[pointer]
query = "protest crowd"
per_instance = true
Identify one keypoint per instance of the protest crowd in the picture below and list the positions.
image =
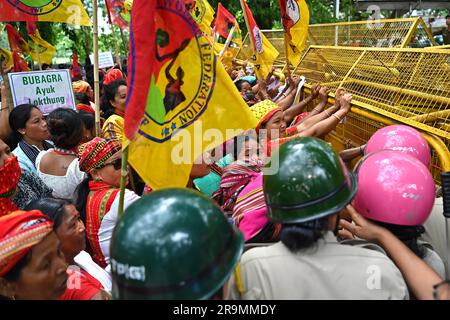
(95, 204)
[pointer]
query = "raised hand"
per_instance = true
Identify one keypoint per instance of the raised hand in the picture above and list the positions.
(360, 227)
(323, 94)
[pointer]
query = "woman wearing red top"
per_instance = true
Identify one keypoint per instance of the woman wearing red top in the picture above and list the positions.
(72, 235)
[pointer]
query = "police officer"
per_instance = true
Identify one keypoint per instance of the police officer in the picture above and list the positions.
(306, 196)
(173, 244)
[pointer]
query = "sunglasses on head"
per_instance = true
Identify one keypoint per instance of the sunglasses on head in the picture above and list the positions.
(117, 164)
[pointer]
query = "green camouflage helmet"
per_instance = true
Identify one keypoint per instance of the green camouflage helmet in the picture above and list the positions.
(173, 244)
(311, 182)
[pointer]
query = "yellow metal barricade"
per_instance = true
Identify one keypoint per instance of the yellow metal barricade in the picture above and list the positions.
(410, 86)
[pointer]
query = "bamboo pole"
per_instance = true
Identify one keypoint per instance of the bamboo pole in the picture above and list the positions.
(123, 180)
(247, 23)
(286, 49)
(39, 59)
(227, 43)
(8, 97)
(96, 75)
(116, 46)
(124, 42)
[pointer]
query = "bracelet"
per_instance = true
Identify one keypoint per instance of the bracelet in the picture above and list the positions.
(334, 115)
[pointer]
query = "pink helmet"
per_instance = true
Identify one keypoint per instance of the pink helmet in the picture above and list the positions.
(395, 188)
(401, 138)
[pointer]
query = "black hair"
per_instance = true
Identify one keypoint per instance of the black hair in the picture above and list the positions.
(240, 83)
(13, 275)
(110, 93)
(82, 97)
(65, 127)
(18, 118)
(241, 140)
(88, 119)
(297, 236)
(408, 235)
(54, 208)
(82, 192)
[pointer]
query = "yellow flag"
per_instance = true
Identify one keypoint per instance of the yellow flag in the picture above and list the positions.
(295, 16)
(41, 50)
(202, 13)
(66, 11)
(6, 56)
(264, 53)
(182, 102)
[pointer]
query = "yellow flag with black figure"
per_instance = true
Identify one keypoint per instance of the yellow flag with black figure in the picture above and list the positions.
(6, 58)
(202, 13)
(264, 53)
(181, 102)
(41, 50)
(295, 17)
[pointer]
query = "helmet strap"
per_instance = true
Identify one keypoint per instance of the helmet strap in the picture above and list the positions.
(336, 227)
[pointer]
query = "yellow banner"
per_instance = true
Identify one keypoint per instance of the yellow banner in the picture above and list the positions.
(41, 50)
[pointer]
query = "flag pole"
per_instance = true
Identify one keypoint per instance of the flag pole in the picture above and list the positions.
(124, 42)
(116, 46)
(123, 180)
(96, 75)
(247, 24)
(39, 59)
(227, 43)
(286, 49)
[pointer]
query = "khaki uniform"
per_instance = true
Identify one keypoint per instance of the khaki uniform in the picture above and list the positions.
(328, 270)
(435, 234)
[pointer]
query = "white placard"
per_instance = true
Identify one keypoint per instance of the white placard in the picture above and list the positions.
(49, 90)
(105, 59)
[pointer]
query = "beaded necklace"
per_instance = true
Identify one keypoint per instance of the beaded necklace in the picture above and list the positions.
(65, 152)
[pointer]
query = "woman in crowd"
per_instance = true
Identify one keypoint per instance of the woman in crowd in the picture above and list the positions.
(9, 178)
(29, 135)
(98, 195)
(32, 264)
(271, 118)
(422, 281)
(17, 187)
(88, 119)
(396, 191)
(114, 109)
(59, 167)
(92, 279)
(306, 196)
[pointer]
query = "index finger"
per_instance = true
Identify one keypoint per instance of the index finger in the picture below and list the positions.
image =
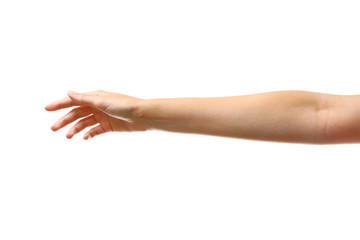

| Given problem |
Find each line in the listing above that contains the string "with", and copy those lines out. Case matters.

| Answer to this task |
query = "yellow flag with black figure"
Identify one keypoint per instance of the yellow flag with black figure in the picture above and list the positions.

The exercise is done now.